Rewrite the data below, replacing "braided cord tie" with "woven cord tie" and keeping everything else the same.

---- Record list

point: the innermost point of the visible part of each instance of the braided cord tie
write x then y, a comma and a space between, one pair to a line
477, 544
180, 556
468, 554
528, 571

--------

Written answer –
point: the innermost point of the visible part of each instance of the woven cord tie
write x then y, a comma and a space between, one pair to a line
477, 544
180, 556
468, 554
528, 571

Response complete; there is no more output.